[Stored records]

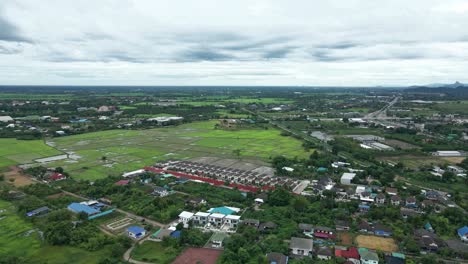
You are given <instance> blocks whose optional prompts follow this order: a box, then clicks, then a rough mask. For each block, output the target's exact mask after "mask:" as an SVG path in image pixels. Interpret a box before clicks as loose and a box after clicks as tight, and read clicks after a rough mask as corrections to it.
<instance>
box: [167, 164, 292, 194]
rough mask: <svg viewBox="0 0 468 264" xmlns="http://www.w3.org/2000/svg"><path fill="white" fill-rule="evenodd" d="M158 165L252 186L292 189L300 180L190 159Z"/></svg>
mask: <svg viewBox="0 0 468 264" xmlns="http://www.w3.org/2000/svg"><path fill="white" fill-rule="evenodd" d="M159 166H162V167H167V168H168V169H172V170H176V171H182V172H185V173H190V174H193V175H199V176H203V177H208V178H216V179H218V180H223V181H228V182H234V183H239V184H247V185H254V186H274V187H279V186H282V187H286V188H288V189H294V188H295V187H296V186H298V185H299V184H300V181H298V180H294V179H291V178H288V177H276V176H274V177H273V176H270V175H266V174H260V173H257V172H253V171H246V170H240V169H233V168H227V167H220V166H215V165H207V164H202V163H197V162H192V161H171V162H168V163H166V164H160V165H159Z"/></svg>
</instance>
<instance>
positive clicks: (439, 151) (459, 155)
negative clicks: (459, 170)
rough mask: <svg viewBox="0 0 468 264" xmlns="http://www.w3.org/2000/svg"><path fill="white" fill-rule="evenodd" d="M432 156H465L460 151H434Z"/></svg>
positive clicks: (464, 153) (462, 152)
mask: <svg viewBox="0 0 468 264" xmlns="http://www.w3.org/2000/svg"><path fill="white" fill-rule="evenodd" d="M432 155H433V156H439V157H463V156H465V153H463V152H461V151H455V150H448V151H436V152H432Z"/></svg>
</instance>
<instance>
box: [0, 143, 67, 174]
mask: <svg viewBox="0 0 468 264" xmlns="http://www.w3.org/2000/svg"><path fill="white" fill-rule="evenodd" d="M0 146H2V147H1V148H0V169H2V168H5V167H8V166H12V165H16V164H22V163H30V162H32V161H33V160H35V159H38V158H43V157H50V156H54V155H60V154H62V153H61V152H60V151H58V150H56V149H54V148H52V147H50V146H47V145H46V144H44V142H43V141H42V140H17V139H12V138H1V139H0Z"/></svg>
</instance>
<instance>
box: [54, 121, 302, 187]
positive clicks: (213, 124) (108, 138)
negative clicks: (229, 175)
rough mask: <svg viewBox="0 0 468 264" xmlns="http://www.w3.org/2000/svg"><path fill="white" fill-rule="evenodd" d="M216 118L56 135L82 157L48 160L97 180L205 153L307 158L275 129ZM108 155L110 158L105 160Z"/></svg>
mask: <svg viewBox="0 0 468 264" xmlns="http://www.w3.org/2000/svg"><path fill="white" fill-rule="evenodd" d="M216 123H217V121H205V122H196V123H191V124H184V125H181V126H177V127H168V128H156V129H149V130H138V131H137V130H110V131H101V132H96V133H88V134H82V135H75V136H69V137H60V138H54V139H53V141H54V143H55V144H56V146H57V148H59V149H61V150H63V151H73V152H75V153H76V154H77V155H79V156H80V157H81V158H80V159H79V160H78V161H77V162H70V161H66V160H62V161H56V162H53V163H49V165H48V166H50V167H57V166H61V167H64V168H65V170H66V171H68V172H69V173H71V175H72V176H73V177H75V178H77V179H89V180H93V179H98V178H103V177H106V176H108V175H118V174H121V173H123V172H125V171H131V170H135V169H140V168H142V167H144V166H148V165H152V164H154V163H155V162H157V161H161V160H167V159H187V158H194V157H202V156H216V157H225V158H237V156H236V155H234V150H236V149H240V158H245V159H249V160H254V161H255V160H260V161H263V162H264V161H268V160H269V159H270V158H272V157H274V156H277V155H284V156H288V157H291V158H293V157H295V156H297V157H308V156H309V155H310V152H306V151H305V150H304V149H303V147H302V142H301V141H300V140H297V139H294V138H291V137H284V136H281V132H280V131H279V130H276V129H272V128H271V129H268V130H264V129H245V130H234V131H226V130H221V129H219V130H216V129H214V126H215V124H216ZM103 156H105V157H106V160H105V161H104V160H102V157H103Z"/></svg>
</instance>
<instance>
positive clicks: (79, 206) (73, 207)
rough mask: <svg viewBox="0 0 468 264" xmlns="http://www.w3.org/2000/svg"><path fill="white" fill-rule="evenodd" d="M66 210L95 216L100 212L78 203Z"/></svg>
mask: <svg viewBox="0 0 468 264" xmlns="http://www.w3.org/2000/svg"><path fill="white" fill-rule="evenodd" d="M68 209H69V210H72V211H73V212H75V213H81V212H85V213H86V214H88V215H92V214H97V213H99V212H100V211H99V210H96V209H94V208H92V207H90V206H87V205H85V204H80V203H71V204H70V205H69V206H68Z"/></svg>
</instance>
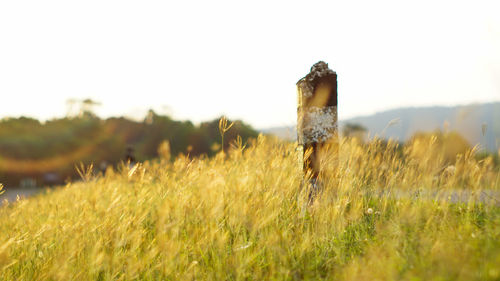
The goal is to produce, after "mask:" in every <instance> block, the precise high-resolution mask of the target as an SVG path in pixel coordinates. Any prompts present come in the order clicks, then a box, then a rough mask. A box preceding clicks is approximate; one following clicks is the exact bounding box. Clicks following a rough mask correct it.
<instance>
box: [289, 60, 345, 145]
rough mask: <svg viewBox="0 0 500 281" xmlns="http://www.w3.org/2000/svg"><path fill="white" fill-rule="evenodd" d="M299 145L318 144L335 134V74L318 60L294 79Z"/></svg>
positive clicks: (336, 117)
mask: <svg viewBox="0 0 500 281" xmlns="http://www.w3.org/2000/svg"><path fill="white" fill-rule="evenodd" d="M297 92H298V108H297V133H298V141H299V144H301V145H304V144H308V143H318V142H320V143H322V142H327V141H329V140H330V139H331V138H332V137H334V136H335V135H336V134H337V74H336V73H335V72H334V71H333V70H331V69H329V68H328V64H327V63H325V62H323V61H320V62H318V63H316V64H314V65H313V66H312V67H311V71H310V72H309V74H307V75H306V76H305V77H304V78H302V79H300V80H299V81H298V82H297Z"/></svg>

# Your task
Which lines in the records above contain the string "block", with case taken into account? Identify each one and copy it out in full.

# Completed task
You are given <instance> blocks whose optional prompts follow this order: a box, then clicks, then a rough mask. For each block, output the target's exact mask after "mask:" as an SVG path in image pixels. Interpret a box before clicks as loose and a box after clicks as tight, and read clicks after a rough mask as corrections to it.
The goal is to produce, after "mask:" in every <instance> block, the precise high-resolution mask of the target as an SVG path in pixel coordinates. Any prompts present come in the order clicks, then a box, then a rough mask. A box preceding clicks is approximate; one following clicks is the exact bounding box. Clicks following a rough mask correct it.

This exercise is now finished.